→ WORK INSTRUCTIONS: Look through the records below for the line with "lamp in this photo.". Return that line and each one after it up to and including the line with "wall in this photo.", exactly.

→ Natural-language object grounding data:
....................

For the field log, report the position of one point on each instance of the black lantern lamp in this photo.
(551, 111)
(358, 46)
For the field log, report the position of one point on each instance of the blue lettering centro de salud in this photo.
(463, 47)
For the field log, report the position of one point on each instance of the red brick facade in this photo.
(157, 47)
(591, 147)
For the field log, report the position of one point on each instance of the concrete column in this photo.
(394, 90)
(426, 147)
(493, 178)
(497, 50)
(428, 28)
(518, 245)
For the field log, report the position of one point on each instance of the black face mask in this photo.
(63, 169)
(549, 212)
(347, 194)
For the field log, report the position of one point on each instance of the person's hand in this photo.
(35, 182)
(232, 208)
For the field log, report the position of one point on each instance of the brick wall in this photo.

....................

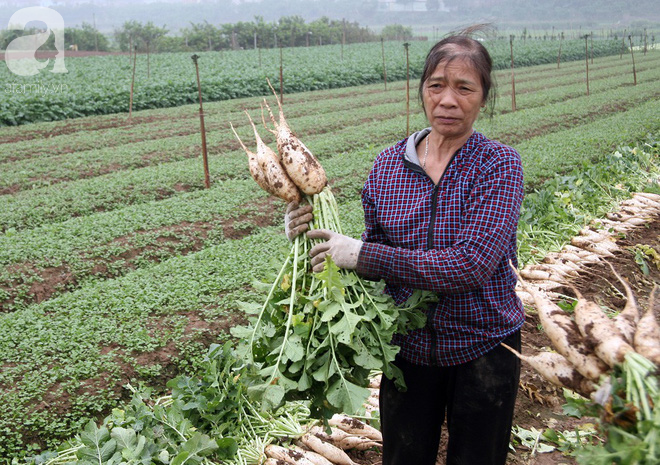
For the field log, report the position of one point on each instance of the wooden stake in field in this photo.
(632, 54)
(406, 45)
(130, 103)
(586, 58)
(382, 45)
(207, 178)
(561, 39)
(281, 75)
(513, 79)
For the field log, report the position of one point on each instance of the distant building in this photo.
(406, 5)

....................

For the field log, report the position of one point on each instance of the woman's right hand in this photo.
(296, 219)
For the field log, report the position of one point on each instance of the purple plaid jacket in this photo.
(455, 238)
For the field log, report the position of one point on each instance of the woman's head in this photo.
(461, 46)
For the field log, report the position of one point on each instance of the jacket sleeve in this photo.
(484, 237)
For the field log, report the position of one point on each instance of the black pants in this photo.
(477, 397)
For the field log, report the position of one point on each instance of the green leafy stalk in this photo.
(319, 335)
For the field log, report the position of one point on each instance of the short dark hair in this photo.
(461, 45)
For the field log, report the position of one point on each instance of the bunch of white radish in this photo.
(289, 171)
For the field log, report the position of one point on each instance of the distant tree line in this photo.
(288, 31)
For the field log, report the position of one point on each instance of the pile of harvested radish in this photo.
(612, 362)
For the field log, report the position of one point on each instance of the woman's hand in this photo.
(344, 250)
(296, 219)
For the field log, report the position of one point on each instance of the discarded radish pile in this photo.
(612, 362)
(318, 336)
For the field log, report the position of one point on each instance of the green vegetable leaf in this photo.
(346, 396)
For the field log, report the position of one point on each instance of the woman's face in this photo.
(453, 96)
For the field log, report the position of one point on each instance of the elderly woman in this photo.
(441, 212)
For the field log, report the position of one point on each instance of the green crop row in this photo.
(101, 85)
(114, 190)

....................

→ RESPONSE TO THIS EXERCISE:
For the field log, report the position of one point on each instance of the black lantern lamp in this photo.
(551, 111)
(358, 46)
For the field log, report the position of one point on each instance of the blue lettering centro de salud in this photo.
(463, 47)
For the field log, report the position of one point on each instance of the red brick facade in this photo.
(157, 47)
(591, 147)
For the field log, report the position of one point on each instance of the concrete column in this photo.
(394, 90)
(426, 147)
(493, 178)
(497, 50)
(428, 28)
(518, 245)
For the field log, report the position of one point on each instance of the black face mask in this photo.
(63, 169)
(549, 212)
(347, 194)
For the field log, report the position of one point on each instance of the person's hand in this photo.
(35, 182)
(232, 208)
For the field log, report the position of one point on each instance of the brick wall in this photo.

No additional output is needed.